### TASK
In the news report below on Scotland's response to the EU referendum, list every person named, with the position or party it gives each one.

SOURCE TEXT below:

First Minister Nicola Sturgeon says she will seek "immediate discussions" with Brussels to "protect Scotland's place in the EU" after UK's vote to leave.
She was speaking after a meeting of the Scottish cabinet at her official residence, Bute House in Edinburgh.
Thursday's referendum saw Scotland, London and Northern Ireland vote in favour of Remain - while England and Wales backed Brexit.
Ms Sturgeon has said a new independence referendum is "highly likely".
The cabinet formally agreed to begin work to legislate for a second independence vote, so that the option is "deliverable", while an expert advisory group is to be set up to study what else could be done.
Scottish Conservative leader Ruth Davidson has voiced opposition to a second referendum, saying she wants "stability prioritised".
And while Labour's Kezia Dugdale said her party would "consider all options", she underlined her support for "the union of nations across the United Kingdom".
Ms Sturgeon said: "Most of our discussions this morning centred on what we can do in the here and now and in the negotiations that lie ahead to protect Scotland's relationship with the European Union and our place in the single market.
"Cabinet agreed that we will seek to enter into immediate discussions with the EU institutions and other EU member states to explore all possible options to protect Scotland's place in the EU."
Scottish voters backed the UK staying in the EU by 62% to 38%, contrary to the UK-wide result of 52% choosing Brexit.
Ms Sturgeon said her cabinet had expressed "pride" at the "emphatic vote" from across Scotland to remain, saying a majority of Scots clearly felt "deep disappointment" at the overall result.
She said: "We are determined to act decisively, but in a way that builds unity across Scotland about the way forward.
"We are determined to draw on as much support and advice from across Scotland as possible."
'Vacuum of leadership'
The result has caused upheaval at Westminster, with Prime Minister David Cameron announcing he is to step down.
He is facing a vote of no confidence over what some of his MPs called his "lacklustre" campaigning for Remain in the EU referendum.

End of SOURCE TEXT.
SOURCE INFORMATION below:

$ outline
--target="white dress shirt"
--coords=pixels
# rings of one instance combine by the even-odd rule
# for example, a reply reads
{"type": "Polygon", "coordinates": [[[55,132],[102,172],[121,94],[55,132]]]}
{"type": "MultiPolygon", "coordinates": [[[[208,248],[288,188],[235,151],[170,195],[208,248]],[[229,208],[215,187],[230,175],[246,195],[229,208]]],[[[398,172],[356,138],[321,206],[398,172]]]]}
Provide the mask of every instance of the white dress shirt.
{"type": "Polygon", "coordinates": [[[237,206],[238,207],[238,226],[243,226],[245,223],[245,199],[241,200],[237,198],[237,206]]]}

End of SOURCE INFORMATION.

### TASK ANSWER
- Nicola Sturgeon: First Minister
- Ruth Davidson: Scottish Conservative leader
- Kezia Dugdale: Labour
- David Cameron: Prime Minister